MATERIAL FOR THE TASK:
# # #
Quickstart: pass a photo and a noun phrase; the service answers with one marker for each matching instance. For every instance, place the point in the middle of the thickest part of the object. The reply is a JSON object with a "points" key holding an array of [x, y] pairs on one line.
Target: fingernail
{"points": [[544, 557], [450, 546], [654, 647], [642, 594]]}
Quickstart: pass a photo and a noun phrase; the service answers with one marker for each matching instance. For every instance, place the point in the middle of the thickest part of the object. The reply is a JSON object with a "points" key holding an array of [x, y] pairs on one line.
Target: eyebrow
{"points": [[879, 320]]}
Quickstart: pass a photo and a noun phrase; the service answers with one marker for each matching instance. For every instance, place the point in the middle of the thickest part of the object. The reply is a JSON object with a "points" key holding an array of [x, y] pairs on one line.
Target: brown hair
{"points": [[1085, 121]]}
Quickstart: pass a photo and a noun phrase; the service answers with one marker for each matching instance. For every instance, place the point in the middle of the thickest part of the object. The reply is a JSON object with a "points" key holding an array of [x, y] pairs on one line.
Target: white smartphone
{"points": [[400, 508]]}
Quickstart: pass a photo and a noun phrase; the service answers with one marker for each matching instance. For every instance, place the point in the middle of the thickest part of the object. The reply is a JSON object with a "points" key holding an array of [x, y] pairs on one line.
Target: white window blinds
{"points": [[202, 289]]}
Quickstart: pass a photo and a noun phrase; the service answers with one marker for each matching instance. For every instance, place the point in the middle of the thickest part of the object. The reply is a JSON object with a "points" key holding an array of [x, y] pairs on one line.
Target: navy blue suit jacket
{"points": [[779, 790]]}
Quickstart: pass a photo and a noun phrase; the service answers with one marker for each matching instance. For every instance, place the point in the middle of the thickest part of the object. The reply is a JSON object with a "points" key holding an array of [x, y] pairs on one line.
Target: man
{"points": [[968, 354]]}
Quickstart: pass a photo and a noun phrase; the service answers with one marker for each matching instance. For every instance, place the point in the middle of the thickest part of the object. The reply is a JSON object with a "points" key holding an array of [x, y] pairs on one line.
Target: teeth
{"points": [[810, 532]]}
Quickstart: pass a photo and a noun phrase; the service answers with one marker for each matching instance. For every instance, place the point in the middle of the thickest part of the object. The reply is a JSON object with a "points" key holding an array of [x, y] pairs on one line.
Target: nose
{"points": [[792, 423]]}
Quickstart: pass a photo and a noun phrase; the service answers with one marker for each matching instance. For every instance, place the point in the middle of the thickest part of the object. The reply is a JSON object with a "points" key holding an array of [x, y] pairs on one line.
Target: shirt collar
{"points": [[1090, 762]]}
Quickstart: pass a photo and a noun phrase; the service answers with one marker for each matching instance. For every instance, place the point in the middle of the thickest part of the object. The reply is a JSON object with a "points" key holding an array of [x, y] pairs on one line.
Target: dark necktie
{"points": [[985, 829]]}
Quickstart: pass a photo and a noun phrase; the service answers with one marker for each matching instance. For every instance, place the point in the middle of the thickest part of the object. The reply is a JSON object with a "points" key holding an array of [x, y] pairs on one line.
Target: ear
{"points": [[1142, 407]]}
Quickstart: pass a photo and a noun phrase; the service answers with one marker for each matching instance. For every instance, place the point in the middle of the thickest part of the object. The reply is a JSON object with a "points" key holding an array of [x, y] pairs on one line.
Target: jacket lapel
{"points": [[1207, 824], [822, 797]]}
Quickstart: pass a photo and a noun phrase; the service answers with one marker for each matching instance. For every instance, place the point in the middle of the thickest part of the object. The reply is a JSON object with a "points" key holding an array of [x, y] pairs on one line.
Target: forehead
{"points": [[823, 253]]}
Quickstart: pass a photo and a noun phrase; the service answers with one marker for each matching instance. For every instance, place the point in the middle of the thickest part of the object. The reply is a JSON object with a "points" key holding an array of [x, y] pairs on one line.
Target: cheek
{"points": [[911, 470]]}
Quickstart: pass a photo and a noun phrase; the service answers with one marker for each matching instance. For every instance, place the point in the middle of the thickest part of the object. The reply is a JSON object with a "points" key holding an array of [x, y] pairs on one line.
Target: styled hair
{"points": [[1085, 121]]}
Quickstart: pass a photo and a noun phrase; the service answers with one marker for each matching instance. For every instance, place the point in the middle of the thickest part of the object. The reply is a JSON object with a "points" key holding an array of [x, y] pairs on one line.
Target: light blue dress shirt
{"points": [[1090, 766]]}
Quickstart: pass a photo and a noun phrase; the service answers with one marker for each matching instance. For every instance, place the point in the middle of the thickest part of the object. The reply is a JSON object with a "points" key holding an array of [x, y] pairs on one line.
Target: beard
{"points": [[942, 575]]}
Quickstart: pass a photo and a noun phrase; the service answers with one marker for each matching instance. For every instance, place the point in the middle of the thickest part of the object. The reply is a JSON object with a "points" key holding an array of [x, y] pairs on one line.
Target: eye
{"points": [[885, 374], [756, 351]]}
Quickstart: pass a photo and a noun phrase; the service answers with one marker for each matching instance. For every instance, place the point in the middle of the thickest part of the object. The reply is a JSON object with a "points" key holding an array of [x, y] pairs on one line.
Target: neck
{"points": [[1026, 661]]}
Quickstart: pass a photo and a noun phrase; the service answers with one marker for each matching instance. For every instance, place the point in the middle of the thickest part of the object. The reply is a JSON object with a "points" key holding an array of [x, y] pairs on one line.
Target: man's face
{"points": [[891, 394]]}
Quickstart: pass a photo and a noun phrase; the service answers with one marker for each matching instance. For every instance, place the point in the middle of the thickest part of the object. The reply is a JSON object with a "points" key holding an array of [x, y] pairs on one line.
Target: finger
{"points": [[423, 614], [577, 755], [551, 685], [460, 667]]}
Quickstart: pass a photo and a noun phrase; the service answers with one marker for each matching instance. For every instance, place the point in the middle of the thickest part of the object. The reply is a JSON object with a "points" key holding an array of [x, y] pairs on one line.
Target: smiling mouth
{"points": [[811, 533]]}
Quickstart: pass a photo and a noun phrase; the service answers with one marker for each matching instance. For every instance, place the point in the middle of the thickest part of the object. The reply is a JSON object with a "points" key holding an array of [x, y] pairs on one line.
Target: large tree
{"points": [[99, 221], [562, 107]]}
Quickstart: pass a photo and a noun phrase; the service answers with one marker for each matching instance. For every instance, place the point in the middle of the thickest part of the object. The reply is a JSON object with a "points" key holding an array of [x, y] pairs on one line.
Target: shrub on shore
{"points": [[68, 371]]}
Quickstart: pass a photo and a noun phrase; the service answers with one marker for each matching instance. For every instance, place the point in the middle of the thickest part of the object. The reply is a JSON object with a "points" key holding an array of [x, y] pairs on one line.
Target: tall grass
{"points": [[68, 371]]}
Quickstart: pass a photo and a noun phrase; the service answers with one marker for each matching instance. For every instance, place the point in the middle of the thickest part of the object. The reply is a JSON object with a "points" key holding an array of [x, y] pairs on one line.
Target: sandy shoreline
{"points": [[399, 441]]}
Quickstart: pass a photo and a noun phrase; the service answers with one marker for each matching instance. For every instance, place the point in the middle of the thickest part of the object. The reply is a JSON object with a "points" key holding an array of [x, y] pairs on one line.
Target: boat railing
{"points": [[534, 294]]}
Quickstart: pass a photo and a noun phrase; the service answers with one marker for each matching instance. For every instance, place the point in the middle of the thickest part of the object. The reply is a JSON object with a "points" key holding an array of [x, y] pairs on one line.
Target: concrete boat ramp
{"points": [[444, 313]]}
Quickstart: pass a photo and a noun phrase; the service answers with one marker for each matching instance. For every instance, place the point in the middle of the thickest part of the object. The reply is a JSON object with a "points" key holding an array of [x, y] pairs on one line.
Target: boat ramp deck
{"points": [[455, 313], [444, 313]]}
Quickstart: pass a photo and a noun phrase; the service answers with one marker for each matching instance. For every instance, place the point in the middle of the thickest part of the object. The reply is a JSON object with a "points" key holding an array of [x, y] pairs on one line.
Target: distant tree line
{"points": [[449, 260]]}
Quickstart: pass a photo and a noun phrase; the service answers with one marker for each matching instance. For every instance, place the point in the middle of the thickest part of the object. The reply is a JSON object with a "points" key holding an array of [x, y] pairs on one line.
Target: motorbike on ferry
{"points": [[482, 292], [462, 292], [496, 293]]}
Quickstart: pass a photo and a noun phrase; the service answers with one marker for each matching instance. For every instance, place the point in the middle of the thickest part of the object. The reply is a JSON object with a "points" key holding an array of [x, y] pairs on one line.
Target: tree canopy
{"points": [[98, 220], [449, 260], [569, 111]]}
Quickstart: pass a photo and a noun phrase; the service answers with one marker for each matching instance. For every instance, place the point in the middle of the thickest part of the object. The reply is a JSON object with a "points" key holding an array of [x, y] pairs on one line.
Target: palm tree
# # #
TASK DESCRIPTION: List every line from the data above that contains the string "boat", matching case exactly.

FULL RESPONSE:
Target: boat railing
Target: concrete boat ramp
Target: boat ramp deck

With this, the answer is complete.